* _WRITTEN INSTRUCTION_: Could you update the items below so that "component" is replaced by "module" in every one, with nothing else changed?

== RECORD SET ==

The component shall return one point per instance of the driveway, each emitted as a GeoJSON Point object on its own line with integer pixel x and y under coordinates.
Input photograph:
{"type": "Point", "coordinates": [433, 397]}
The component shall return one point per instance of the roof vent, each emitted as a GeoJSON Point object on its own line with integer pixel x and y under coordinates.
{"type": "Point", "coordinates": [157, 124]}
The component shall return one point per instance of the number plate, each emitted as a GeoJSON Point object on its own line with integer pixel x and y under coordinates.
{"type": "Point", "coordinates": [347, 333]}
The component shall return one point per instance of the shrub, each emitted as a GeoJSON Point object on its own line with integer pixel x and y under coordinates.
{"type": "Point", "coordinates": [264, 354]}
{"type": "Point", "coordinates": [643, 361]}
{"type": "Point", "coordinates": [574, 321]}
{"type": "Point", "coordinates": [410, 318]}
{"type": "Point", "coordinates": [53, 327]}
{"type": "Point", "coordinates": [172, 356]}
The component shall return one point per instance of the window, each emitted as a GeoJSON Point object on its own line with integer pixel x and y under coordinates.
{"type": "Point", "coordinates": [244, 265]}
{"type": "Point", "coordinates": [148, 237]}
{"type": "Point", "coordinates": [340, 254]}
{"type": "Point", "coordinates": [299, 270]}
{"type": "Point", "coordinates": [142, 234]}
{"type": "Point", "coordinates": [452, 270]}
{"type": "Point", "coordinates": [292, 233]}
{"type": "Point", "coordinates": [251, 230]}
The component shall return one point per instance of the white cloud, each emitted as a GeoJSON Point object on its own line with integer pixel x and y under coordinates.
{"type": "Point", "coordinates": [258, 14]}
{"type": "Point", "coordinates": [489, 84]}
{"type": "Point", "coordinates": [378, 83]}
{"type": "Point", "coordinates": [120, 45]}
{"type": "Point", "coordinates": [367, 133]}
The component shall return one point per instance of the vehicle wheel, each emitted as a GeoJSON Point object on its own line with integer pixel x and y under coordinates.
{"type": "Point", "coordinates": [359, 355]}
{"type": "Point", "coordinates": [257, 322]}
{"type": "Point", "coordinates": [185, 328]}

===

* _REPLY_:
The module shall return one point per instance of the driveway, each emitted as a GeoJSON Point object on its own line with integer pixel x and y under coordinates.
Input photograph:
{"type": "Point", "coordinates": [433, 397]}
The module shall return one point per instance of the roof vent, each emitted as a GeoJSON Point object on its own line with integer pixel x and y under coordinates.
{"type": "Point", "coordinates": [157, 124]}
The module shall return one point per instance of the number plate, each emitted as a GeoJSON Point object on its own line with integer pixel x and y under coordinates.
{"type": "Point", "coordinates": [347, 333]}
The module shall return one point per instance of the shrub, each emitted as a GeoJSON Point object on its own line with integer pixel x and y under coordinates.
{"type": "Point", "coordinates": [264, 354]}
{"type": "Point", "coordinates": [643, 361]}
{"type": "Point", "coordinates": [574, 321]}
{"type": "Point", "coordinates": [410, 318]}
{"type": "Point", "coordinates": [53, 327]}
{"type": "Point", "coordinates": [172, 356]}
The module shall return one point per instance of the window, each emitted as a GeoJSON Point object on its own line with integer pixel x and y under coordinates.
{"type": "Point", "coordinates": [244, 265]}
{"type": "Point", "coordinates": [148, 237]}
{"type": "Point", "coordinates": [340, 254]}
{"type": "Point", "coordinates": [299, 270]}
{"type": "Point", "coordinates": [142, 234]}
{"type": "Point", "coordinates": [452, 270]}
{"type": "Point", "coordinates": [292, 233]}
{"type": "Point", "coordinates": [251, 230]}
The module shall return one point per instance of the white cloud, each emitted as a GeoJSON Point object on its own line with integer pixel x and y under coordinates.
{"type": "Point", "coordinates": [258, 14]}
{"type": "Point", "coordinates": [489, 84]}
{"type": "Point", "coordinates": [378, 83]}
{"type": "Point", "coordinates": [120, 45]}
{"type": "Point", "coordinates": [367, 133]}
The module shall return one point per instance of the vehicle wheel, each emitted as a GeoJSON Point object on its own line with integer pixel x and y under coordinates.
{"type": "Point", "coordinates": [359, 355]}
{"type": "Point", "coordinates": [257, 322]}
{"type": "Point", "coordinates": [185, 328]}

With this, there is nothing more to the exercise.